> **Parts of the exercise**
1. Copy the passage on oil and gas project risk word for word, beginning at the words "Summary: The oil" and stopping after "the first place.".
2. Answer these questions from the passage on oil and gas project risk:
(a) According to the summary, what would the oil and gas industry not exist without?
(b) Addressing risk should have which three qualities?
(c) What can non-compliance lead to?
3. Write the next part of the passage on oil and gas project risk, picking up after its final sentence.

> **Source text**

Oil and gas capital project value driver tree
Oil and gas companies must continue to adopt new technologies to mitigate the risk of losing their competitive advantage.
Summary: The oil and gas industry wouldn't exist without risk takers. The key is understanding the consequences of those risks and, better yet, knowing how to avoid them in the first place.
The consequences of risk
What separates success from failure is having a clear definition of what constitutes "acceptable risk" for a project, then avoiding or mitigating the risk that remains. Failing to address risk in a way that is proactive, realistic and transparent can lead to consequences, such as:
- Regulatory noncompliance: Failure to develop appropriate project controls could result in non-compliance with governance, legal and regulatory standards. Similarly, failure to properly track and adequately forecast costs could result in misstated financial statements or inadequate disclosures in public filings. Non-compliance can lead to fines, forfeitures and business restrictions and could damage the reputation of the company.

> **Supplied material**
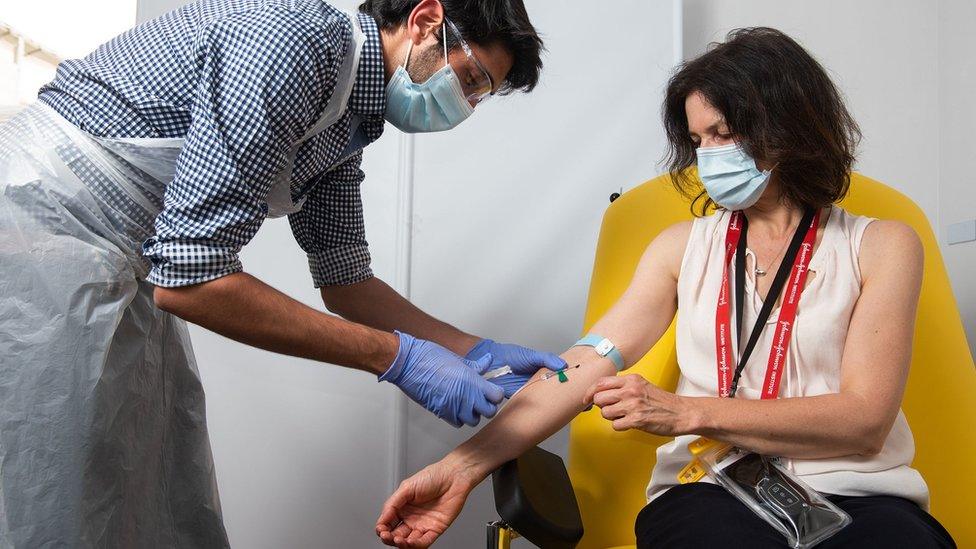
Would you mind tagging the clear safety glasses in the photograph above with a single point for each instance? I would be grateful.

> **The responses**
1.
Summary: The oil and gas industry wouldn't exist without risk takers. The key is understanding the consequences of those risks and, better yet, knowing how to avoid them in the first place.

2.
(a) Risk takers.
(b) Proactive, realistic and transparent.
(c) Fines, forfeitures and business restrictions, and it could damage the company's reputation.

3.
- Damage to reputation: An unexpected event that leads to environmental concerns is a key focus area for governments and the public in general. The recent oil spill in the Gulf of Mexico raised awareness and negatively affected the oil industry in terms of profitability and reputation, leading to increased political risk and resulting legislation undermining asset position, fines and damages from criminal or civil charges. Hence, increased regulations, inspection times and potential liabilities need to be factored into global operations.
- Loss of competitive advantage: Oil and gas companies must continue to adopt new technologies to mitigate the risk of losing their competitive advantage. This calls for a strategic commitment to research and development, ongoing investments to upgrade existing facilities and development with technology providers.
- Claims and disputes: Undertaking a comprehensive assessment of contract claims risk requires recognizing the interdependencies of the contracts, people, processes and technology across the program. Contract language and detail should be clear with regard to pricing arrangements, incorporation of critical path method scheduling techniques and allocation of risk. Failure to develop appropriate procurement, invoicing and change management controls could lead to potential claims.
Equally important is evaluating how claims and disputes are reported, as well as how control gaps are identified and risks escalated.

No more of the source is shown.